• [DOCUMENT PASSAGE]
◆ ◆ ◆ ◆ ◆
Personal information
- Full name: Tom Cochrane
- Born: 27 January 2006 (age 20)
- Original team: Central District (SANFL)
- Draft: No. 13, 2024 AFL rookie draft
- Debut: Round 3, 2025, Port Adelaide vs. Essendon, at Adelaide Oval
- Height: 183 cm (6 ft 0 in)
- Position: Midfielder / Forward

Club information
- Current club: Port Adelaide
- Number: 26

Playing career^{1}
- Years: Club / Games (Goals)
- 2025–: Port Adelaide / 6 (4)
- ^{1} Playing statistics correct to the end of round 22, 2026.

= Tom Cochrane (footballer) =

Australian rules footballer

Tom Cochrane (born 27 January 2006) is an Australian rules footballer who plays for the Port Adelaide Football Club in the Australian Football League (AFL).

==Early life==
Cochrane grew up with Tourette syndrome, having started having vocal tics at age of 9. He played junior football for Central District in the South Australian National Football League (SANFL). He performed strongly in the SANFL under-18s, including a notable game in the 2024 grand final where he collected 22 disposals and kicked a goal.
◆ ◆ ◆ ◆ ◆
• [DATASET CONTENT]
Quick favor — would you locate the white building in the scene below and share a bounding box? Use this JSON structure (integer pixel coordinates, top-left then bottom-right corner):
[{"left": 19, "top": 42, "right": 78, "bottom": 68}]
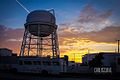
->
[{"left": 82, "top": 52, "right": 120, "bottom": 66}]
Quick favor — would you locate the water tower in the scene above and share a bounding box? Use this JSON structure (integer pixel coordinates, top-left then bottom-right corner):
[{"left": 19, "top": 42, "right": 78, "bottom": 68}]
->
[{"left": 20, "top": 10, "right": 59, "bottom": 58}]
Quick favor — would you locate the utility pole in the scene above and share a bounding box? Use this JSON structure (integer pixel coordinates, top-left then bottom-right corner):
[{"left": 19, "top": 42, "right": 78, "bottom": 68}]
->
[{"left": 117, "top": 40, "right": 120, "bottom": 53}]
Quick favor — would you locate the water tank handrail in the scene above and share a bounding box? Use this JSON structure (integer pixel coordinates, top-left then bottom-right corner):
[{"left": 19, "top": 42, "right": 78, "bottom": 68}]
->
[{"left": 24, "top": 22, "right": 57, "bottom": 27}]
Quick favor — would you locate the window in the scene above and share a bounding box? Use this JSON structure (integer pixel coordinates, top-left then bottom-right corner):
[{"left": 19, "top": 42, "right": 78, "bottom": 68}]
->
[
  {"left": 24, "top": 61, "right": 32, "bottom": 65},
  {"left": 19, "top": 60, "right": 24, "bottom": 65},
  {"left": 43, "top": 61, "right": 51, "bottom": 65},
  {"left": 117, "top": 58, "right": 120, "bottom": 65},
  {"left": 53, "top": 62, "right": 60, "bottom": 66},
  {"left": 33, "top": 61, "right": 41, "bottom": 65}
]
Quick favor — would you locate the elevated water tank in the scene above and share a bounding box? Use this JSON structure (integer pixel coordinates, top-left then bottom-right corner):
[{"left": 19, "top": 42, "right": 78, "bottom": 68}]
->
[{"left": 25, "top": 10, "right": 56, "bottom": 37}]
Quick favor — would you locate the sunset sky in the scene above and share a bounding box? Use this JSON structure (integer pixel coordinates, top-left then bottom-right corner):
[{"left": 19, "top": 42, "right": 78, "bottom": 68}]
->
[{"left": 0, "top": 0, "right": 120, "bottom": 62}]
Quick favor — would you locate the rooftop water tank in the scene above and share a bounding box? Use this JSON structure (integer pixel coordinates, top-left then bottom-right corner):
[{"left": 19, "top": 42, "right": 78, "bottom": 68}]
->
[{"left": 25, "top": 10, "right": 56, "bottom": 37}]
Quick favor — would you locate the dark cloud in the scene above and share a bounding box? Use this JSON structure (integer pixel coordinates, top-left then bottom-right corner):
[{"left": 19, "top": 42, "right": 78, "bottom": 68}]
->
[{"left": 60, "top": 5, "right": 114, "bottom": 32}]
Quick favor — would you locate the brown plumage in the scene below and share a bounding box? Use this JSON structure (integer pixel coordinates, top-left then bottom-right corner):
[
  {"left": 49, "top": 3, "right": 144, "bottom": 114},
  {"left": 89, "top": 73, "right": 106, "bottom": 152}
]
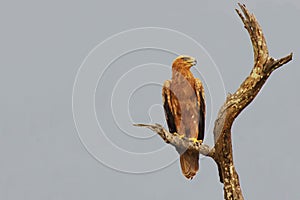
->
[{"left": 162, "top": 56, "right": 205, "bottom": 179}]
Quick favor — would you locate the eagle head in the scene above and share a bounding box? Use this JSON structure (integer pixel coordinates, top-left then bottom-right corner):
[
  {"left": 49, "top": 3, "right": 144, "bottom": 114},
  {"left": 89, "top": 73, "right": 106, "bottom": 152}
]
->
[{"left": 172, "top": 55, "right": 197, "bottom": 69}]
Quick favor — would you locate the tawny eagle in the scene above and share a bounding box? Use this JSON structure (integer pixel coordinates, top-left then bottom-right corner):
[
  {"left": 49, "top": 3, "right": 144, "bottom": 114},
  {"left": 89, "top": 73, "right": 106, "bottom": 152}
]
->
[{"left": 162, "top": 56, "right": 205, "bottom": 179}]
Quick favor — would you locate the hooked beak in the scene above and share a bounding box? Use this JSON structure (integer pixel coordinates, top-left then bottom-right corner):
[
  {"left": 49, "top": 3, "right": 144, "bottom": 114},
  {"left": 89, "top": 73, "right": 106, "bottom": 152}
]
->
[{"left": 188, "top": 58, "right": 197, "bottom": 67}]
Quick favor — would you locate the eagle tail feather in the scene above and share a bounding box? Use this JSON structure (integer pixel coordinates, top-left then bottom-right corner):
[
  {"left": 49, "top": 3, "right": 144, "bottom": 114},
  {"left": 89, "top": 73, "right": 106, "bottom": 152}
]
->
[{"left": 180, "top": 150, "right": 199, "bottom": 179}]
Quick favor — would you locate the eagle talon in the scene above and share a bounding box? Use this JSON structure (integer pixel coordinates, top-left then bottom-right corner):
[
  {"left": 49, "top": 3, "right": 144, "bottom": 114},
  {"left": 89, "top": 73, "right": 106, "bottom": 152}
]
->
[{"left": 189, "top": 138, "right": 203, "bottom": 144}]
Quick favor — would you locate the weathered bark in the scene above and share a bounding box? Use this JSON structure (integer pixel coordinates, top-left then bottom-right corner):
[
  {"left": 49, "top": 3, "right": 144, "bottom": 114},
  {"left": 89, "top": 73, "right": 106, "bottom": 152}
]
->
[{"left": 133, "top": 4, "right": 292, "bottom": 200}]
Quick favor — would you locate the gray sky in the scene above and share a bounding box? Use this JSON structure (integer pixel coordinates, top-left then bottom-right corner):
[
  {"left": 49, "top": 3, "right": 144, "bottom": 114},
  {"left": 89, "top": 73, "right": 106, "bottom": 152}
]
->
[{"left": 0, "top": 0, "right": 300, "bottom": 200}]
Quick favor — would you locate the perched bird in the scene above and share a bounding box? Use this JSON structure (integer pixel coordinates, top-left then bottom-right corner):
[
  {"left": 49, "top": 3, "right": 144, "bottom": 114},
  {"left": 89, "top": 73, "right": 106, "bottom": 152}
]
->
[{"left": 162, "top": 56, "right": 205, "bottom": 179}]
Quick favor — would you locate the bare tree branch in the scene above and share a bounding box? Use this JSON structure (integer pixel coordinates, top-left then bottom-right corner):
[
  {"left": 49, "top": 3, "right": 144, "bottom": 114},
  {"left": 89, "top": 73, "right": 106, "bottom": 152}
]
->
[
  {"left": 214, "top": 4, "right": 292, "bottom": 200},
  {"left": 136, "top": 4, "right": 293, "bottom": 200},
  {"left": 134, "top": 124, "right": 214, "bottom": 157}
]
◆ ◆ ◆ ◆ ◆
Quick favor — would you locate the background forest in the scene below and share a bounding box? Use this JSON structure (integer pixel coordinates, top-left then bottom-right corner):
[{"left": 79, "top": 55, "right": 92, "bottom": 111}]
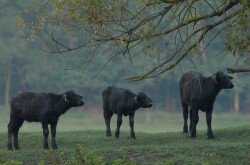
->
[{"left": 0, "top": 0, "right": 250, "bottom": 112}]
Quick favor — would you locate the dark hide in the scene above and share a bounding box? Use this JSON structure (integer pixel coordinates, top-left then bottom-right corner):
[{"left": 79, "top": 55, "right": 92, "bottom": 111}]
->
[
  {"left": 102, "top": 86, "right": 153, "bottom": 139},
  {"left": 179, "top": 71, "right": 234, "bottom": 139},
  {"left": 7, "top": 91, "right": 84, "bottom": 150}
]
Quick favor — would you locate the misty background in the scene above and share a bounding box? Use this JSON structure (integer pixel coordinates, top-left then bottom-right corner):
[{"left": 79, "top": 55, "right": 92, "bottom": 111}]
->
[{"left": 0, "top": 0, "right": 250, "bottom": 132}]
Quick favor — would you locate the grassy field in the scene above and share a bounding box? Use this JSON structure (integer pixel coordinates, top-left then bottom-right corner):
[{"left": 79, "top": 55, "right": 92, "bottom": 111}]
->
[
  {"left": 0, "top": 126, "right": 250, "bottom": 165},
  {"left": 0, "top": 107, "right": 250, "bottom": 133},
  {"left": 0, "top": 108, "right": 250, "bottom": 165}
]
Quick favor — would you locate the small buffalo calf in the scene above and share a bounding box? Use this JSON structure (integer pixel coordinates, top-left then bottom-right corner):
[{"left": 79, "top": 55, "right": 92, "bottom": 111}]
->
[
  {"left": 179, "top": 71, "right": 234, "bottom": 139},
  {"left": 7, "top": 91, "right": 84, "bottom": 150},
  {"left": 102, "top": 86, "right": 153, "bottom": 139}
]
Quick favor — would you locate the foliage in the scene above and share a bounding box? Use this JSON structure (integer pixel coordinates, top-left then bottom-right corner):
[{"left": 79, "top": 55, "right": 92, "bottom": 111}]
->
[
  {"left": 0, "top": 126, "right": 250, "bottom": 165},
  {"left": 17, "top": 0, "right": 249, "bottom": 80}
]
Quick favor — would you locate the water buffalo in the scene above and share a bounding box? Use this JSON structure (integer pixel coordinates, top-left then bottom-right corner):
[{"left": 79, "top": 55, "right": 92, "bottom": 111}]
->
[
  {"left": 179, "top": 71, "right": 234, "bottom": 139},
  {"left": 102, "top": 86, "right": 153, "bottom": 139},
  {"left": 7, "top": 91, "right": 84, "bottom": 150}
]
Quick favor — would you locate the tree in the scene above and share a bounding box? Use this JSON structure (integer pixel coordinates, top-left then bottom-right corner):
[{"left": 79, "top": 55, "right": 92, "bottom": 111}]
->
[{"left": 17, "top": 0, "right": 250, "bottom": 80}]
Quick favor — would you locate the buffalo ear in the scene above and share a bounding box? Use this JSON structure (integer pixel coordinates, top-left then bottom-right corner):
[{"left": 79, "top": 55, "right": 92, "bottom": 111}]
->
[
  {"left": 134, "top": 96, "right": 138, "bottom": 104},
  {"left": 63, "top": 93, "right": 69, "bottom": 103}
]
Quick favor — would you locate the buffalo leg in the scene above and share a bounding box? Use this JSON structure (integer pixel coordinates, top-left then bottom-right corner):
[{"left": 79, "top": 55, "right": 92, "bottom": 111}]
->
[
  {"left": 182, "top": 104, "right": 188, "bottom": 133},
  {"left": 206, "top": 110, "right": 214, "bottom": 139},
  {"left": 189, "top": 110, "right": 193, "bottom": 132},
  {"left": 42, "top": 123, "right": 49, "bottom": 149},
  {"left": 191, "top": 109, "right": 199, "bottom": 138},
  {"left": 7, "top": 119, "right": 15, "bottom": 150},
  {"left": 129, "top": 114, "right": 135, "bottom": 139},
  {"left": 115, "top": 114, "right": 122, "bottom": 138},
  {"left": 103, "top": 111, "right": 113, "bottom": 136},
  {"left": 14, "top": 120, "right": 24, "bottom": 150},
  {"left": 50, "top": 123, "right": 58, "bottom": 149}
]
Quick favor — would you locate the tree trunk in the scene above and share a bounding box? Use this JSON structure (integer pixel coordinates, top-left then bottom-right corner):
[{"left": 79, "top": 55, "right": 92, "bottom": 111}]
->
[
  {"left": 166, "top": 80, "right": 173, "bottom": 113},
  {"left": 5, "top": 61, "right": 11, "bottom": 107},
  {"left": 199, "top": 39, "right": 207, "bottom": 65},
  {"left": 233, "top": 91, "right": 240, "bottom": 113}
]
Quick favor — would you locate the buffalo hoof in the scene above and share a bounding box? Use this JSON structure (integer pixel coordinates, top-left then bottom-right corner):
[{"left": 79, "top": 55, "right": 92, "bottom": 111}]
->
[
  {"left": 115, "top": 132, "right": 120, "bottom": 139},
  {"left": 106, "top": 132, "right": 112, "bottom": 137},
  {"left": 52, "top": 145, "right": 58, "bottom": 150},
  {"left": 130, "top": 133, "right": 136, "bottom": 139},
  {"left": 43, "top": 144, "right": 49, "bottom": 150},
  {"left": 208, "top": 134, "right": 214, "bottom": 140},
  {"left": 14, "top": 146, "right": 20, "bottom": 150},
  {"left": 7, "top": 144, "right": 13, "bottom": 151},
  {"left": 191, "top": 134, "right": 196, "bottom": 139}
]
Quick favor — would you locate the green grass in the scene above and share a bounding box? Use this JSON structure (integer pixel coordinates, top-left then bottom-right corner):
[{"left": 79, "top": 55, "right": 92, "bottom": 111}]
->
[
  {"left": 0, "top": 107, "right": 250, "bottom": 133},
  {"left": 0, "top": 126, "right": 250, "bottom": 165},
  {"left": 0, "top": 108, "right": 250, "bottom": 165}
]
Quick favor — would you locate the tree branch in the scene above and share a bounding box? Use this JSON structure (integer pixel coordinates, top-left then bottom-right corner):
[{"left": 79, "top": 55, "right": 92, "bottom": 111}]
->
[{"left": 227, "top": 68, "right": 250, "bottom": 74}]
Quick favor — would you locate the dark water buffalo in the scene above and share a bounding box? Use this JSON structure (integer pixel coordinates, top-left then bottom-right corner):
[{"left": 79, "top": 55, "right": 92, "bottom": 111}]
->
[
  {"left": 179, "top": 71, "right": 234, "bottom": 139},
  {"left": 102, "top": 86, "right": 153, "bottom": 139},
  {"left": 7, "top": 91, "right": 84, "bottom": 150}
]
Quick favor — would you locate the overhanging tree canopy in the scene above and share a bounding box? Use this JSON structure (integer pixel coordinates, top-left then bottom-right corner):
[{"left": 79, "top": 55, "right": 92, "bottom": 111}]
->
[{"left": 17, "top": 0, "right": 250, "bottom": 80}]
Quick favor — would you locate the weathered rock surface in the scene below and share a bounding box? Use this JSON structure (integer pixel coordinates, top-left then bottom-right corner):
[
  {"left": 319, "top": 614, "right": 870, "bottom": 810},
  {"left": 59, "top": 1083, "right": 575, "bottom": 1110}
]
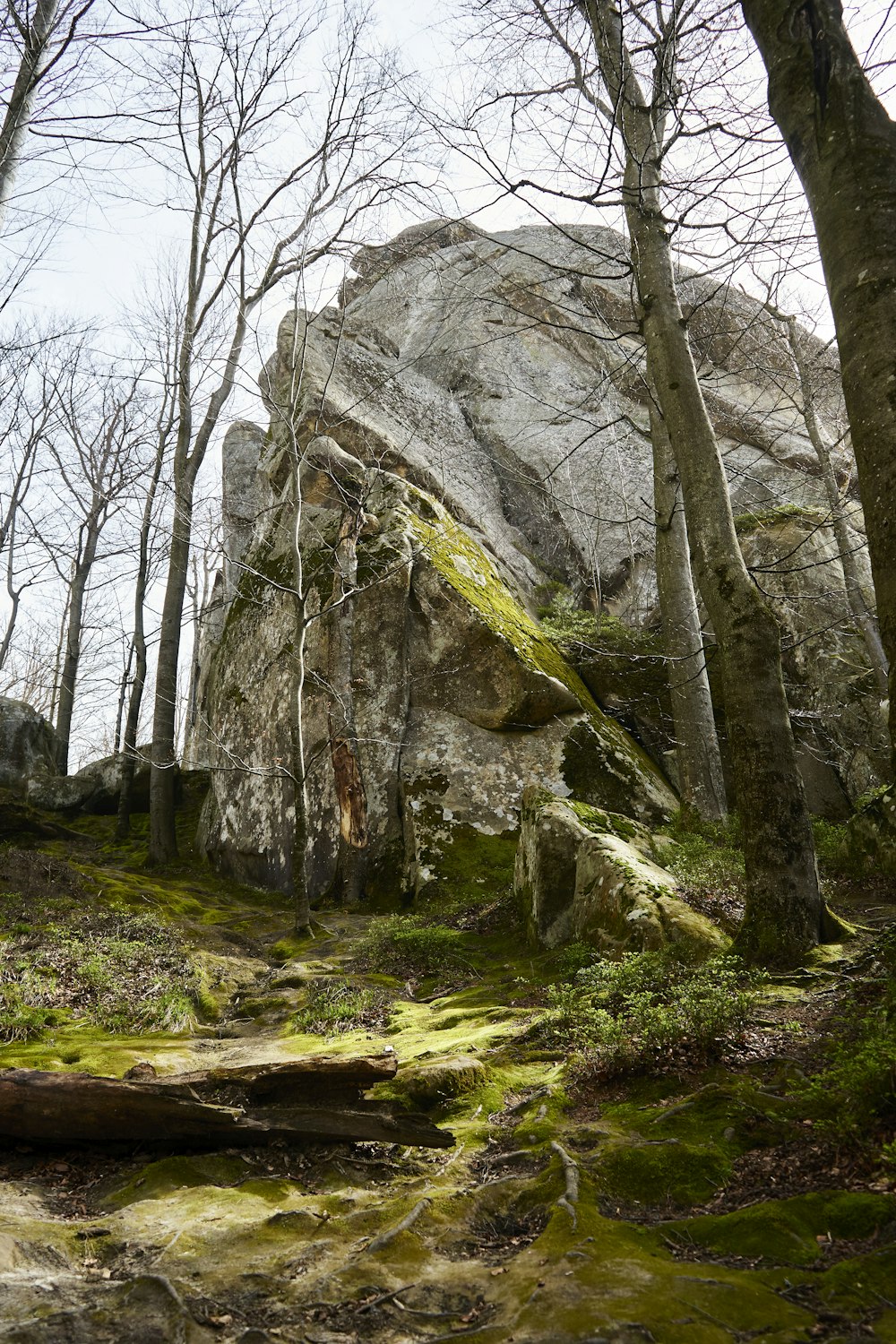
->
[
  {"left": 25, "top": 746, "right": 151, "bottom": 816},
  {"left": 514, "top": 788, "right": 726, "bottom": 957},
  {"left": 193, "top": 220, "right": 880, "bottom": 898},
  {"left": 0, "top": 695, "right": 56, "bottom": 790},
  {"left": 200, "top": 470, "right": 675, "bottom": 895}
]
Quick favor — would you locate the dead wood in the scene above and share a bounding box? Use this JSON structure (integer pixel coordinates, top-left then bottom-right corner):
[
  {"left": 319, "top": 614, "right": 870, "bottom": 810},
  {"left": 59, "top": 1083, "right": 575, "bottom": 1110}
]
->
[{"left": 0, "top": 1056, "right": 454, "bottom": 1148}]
◆ ◆ ◆ ◆ ◆
• [WHAT IS ASKED]
(1) In the Tom Cochrane profile, which team did Port Adelaide play in his debut match?
(2) What evidence does the Tom Cochrane profile give for its statement that he performed strongly in the SANFL under-18s? Answer in one to three sentences.
(3) Continue the Tom Cochrane profile from where it ends.

• [ANSWERS PER TASK]
(1) Essendon, in Round 3 of 2025 at Adelaide Oval.

(2) It points to the 2024 grand final, which it calls a notable game. In that game he collected 22 disposals and kicked a goal.

(3)
==AFL career==
Cochrane was selected by Port Adelaide with pick 13 in the 2024 AFL rookie draft. He joined the Power as a midfielder and forward.

He made his AFL debut in Round 3 of the 2025 season against Essendon at Adelaide Oval, becoming the first player with Tourette syndrome to play in the AFL.

==Personal life==
He is the son of former AFL player Stuart Cochrane, who played for North Melbourne and Port Adelaide. However, Tom was not eligible for a father-son draft selection because his father did not meet the required number of games.

He is an Indigenous Australian descended from Ngunawal.

==Statistics==
Updated to the end of round 22, 2026.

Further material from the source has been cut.